[PROVIDED RECORDS]

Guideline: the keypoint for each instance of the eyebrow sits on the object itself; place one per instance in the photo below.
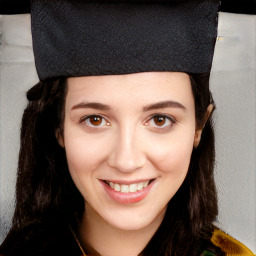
(93, 105)
(158, 105)
(164, 104)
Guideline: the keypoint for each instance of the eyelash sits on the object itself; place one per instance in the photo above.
(86, 121)
(165, 118)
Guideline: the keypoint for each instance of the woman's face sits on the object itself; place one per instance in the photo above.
(128, 141)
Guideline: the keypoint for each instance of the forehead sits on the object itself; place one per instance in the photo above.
(137, 88)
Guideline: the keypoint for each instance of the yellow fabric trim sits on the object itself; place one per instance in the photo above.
(229, 245)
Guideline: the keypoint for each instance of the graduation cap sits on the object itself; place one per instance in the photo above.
(103, 37)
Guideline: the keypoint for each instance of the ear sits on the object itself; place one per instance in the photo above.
(59, 137)
(199, 130)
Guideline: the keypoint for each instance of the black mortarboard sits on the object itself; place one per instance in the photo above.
(101, 37)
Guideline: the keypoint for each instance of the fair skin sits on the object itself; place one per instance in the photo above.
(133, 133)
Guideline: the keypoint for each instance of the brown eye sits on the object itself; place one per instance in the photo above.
(159, 120)
(95, 120)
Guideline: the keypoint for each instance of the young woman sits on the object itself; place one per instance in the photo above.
(117, 146)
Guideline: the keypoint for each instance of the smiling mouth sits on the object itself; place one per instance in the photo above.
(131, 188)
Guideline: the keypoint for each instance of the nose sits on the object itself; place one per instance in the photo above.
(127, 154)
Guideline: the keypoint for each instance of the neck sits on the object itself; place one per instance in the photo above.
(100, 238)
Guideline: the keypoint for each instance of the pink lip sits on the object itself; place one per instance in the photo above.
(127, 198)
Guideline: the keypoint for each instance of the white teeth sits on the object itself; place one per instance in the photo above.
(145, 184)
(124, 188)
(117, 187)
(128, 188)
(111, 184)
(133, 187)
(140, 186)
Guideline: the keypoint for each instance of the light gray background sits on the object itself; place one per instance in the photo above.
(233, 83)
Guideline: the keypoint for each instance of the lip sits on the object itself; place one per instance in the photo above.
(127, 198)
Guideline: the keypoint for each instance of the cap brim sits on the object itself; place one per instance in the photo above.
(14, 6)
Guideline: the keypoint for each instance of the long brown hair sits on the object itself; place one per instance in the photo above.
(45, 189)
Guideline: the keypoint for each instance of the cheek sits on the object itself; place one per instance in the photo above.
(173, 156)
(83, 154)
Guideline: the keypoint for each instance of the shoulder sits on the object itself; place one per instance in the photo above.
(229, 245)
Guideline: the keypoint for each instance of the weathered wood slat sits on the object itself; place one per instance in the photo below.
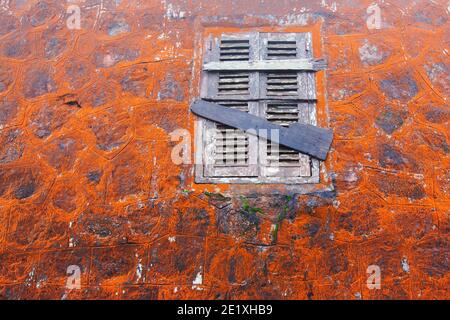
(267, 65)
(304, 138)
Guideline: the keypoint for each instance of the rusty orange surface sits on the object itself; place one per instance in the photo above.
(86, 176)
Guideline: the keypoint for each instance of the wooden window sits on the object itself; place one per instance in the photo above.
(269, 75)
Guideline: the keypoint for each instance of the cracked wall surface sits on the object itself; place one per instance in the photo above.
(86, 176)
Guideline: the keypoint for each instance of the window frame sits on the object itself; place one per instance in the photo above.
(257, 93)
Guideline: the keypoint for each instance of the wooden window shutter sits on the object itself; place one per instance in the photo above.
(290, 98)
(229, 152)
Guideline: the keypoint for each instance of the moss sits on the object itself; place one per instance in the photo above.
(250, 212)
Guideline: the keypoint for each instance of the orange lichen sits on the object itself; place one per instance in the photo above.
(87, 179)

[/PROVIDED RECORDS]

» ABOUT THIS EXERCISE:
Set down exactly the lines that begin with the one containing "Guideline: the keypoint for each instance of the orange" and end with the last line above, and no others.

» SOLUTION FOR THIS PROBLEM:
Guideline: the keypoint for each instance of the orange lichen sits on the object itself; place one per instance in the photo above.
(87, 179)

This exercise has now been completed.